**What needs to be done**
Up to and including the line with "point at the orange marigold garland", please reproduce the lines below exactly, beginning with the first.
[[ Exercise data open ]]
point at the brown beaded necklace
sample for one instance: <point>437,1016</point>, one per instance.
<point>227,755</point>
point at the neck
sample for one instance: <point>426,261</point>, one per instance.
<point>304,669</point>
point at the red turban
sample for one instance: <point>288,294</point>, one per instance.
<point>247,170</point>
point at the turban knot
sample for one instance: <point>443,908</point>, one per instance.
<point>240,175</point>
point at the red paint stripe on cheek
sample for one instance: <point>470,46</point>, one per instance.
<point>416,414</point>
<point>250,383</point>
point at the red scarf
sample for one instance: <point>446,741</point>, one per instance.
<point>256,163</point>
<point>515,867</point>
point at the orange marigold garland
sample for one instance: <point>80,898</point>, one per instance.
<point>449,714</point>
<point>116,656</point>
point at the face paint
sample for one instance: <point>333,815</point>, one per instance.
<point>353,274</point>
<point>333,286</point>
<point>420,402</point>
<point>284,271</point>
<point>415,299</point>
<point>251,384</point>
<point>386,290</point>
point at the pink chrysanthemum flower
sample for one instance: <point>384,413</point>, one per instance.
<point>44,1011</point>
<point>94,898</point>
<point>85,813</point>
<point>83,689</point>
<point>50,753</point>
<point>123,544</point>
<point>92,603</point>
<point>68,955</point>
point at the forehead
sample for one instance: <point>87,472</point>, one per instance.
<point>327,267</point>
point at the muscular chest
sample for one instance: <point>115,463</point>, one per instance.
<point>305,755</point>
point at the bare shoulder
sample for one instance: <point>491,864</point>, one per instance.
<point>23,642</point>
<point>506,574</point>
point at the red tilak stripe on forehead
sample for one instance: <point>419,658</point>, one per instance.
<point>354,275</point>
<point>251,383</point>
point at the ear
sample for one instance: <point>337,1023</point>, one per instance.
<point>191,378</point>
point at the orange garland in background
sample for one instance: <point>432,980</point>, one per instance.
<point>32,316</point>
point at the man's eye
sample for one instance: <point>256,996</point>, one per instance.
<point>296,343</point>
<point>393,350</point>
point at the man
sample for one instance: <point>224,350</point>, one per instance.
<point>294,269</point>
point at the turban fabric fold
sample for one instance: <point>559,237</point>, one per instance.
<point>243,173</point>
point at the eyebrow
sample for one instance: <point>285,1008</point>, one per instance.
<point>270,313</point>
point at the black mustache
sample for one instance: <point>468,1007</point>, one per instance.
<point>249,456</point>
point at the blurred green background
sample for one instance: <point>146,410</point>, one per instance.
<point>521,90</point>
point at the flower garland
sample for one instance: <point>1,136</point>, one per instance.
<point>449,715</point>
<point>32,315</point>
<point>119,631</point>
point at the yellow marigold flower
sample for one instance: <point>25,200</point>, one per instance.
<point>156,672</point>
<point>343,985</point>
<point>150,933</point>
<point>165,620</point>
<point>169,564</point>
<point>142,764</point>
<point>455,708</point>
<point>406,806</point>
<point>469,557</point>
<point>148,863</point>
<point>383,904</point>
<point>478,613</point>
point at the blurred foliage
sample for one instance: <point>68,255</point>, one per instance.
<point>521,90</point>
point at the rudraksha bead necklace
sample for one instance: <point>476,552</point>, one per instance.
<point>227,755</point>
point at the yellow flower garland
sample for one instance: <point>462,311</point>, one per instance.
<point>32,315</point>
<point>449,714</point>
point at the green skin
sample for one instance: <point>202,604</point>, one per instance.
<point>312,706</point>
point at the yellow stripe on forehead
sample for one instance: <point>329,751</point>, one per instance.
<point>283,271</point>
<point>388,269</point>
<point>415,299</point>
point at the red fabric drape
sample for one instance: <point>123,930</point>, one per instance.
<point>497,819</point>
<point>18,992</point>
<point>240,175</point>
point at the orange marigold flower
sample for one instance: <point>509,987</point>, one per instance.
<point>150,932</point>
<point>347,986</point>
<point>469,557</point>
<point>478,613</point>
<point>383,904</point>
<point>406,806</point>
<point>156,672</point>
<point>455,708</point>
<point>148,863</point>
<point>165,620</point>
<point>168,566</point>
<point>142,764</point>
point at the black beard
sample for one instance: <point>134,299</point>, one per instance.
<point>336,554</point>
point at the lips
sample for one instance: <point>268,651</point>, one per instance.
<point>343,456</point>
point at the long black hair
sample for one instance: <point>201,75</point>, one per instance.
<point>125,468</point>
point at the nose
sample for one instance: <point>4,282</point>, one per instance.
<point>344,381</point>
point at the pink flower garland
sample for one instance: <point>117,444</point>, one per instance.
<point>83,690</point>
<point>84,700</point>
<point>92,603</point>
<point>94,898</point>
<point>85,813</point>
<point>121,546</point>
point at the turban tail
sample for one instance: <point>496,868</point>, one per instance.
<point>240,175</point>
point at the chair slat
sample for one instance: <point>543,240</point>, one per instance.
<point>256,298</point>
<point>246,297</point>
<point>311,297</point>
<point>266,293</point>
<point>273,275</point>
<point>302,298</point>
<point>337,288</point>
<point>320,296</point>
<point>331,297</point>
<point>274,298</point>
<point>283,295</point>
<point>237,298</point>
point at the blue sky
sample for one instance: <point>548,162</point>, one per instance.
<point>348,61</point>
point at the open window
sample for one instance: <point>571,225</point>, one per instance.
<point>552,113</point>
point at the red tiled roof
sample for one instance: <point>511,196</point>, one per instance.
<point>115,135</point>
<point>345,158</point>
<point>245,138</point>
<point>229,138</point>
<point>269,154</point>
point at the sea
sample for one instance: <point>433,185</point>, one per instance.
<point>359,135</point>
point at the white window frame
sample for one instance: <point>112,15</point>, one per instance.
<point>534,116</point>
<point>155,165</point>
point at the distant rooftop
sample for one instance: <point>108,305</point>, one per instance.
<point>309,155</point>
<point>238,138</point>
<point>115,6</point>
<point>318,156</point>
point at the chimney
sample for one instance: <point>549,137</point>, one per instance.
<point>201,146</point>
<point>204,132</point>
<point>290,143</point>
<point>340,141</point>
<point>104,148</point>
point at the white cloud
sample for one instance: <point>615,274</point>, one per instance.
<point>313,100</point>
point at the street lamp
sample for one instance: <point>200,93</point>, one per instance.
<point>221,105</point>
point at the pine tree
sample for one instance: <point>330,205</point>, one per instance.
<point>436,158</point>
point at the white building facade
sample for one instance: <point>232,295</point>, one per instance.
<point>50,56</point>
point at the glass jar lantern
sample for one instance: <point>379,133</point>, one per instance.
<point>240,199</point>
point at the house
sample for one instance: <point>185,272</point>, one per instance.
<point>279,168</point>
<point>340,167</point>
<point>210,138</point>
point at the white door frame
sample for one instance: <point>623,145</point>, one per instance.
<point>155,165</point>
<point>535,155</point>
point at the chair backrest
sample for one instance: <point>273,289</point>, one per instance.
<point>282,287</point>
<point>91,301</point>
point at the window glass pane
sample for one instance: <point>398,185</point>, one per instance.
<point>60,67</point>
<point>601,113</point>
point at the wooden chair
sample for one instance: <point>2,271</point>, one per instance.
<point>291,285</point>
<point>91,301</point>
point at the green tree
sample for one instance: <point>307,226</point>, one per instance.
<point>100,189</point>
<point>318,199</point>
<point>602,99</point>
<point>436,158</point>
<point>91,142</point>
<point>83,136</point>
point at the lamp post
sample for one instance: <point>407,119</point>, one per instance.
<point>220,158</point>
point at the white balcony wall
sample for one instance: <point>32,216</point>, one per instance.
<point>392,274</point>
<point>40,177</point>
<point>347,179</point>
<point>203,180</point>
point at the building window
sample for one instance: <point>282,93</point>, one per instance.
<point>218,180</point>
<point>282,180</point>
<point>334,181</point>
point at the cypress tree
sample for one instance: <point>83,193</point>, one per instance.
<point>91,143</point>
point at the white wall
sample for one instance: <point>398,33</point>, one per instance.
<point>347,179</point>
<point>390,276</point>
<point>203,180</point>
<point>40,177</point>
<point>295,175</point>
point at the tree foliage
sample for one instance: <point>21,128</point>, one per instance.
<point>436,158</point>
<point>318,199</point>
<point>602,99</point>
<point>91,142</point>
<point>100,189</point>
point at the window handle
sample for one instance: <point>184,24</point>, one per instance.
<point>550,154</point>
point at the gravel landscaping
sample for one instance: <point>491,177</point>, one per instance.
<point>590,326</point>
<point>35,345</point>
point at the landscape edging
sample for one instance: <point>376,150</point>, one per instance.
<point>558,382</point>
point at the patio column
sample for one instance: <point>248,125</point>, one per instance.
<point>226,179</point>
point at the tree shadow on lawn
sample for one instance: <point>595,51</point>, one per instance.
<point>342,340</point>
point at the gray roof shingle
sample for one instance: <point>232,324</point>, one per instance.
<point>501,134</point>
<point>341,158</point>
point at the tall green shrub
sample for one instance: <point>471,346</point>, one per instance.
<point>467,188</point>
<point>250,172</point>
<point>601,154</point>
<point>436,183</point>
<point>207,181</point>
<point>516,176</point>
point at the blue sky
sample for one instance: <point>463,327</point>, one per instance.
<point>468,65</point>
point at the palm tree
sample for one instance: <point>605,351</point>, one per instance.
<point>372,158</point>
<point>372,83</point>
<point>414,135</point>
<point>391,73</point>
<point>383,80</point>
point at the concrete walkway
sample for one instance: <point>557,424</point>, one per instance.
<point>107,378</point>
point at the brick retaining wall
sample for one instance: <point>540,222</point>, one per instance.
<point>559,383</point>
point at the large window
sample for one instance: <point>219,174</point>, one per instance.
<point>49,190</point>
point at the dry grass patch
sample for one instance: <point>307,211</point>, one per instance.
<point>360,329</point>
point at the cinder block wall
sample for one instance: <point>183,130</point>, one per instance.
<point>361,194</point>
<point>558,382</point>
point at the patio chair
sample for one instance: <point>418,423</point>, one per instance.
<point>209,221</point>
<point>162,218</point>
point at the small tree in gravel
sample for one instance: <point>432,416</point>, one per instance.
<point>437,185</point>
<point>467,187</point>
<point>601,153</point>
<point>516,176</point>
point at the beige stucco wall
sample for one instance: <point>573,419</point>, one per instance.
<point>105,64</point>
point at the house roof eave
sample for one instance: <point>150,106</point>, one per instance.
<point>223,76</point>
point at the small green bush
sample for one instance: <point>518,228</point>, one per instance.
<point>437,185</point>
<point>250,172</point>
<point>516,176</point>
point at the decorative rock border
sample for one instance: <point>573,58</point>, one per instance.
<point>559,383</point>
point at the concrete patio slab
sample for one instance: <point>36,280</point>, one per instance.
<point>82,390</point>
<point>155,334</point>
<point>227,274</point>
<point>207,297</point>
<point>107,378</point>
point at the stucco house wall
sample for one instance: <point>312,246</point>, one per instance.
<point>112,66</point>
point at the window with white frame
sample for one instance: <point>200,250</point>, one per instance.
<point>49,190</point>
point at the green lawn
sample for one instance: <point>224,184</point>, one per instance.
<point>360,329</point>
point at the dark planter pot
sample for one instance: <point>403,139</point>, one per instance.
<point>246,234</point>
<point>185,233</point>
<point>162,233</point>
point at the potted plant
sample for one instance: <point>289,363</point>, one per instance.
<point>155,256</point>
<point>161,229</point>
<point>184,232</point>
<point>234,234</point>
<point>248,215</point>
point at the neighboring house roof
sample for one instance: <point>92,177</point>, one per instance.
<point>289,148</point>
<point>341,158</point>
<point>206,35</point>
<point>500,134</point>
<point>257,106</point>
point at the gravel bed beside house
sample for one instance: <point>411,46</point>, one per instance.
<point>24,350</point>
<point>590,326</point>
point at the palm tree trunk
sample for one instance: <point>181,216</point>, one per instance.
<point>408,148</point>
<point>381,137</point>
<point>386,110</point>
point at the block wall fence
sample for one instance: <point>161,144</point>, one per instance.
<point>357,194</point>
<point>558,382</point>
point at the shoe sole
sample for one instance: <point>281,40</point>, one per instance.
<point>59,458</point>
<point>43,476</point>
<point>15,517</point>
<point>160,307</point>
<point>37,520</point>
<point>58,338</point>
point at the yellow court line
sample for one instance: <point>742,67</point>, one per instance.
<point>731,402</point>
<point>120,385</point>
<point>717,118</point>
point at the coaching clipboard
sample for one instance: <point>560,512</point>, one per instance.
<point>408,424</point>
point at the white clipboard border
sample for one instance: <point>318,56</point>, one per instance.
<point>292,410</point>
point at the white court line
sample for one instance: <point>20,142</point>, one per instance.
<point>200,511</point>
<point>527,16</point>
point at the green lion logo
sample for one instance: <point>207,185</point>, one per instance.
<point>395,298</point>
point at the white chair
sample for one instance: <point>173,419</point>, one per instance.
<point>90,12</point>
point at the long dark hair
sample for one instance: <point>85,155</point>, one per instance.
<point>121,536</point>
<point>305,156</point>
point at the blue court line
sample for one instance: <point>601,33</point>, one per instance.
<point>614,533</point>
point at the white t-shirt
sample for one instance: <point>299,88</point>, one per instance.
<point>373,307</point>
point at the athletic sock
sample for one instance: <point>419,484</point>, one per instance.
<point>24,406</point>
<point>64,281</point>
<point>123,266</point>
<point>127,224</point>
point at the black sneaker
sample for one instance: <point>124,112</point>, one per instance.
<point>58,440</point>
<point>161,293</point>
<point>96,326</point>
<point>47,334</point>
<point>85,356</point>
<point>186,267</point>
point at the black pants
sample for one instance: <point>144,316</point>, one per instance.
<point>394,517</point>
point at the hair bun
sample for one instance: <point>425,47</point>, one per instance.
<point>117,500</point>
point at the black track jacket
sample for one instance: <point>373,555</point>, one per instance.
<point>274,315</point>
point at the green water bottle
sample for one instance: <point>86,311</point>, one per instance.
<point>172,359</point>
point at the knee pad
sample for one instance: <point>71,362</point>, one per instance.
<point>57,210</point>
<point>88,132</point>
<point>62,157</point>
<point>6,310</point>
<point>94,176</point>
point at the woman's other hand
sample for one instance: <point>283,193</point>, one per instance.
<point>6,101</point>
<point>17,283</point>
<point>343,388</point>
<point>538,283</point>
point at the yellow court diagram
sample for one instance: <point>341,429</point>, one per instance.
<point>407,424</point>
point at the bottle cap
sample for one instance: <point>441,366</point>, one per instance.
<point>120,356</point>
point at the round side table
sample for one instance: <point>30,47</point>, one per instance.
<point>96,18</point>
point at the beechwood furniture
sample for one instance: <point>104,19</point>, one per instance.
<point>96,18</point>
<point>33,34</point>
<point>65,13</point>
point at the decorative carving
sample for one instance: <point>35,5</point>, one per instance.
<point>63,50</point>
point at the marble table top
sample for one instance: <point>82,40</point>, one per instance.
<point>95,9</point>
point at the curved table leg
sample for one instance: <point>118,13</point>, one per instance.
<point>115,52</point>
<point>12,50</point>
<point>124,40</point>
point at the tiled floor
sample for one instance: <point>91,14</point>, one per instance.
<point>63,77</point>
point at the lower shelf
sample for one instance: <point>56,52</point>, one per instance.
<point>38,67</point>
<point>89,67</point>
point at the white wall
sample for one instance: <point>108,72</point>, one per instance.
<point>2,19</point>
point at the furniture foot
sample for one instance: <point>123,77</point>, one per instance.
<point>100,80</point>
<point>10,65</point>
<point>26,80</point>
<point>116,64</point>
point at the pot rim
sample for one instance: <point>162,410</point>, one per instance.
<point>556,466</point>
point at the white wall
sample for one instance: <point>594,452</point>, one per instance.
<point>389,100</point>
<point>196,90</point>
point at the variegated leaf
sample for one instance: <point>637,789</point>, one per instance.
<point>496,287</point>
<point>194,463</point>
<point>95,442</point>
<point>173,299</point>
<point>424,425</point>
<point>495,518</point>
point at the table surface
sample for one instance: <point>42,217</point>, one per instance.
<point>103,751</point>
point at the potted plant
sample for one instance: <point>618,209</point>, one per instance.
[[ Exercise data closed ]]
**Response below**
point at the brown beaded necklace
sample for one instance: <point>437,1016</point>, one per instance.
<point>227,755</point>
point at the neck
sample for one instance: <point>426,261</point>, one per instance.
<point>304,669</point>
point at the red turban
sample for one instance: <point>288,294</point>, one per instance.
<point>247,170</point>
point at the turban knot
sample for one instance: <point>443,908</point>, one per instance.
<point>240,175</point>
point at the red paint stripe on cheek
sample for one instance: <point>470,46</point>, one per instance.
<point>416,414</point>
<point>250,383</point>
point at the red scarf
sample for one instance: <point>446,741</point>, one per instance.
<point>256,163</point>
<point>515,867</point>
point at the orange marigold garland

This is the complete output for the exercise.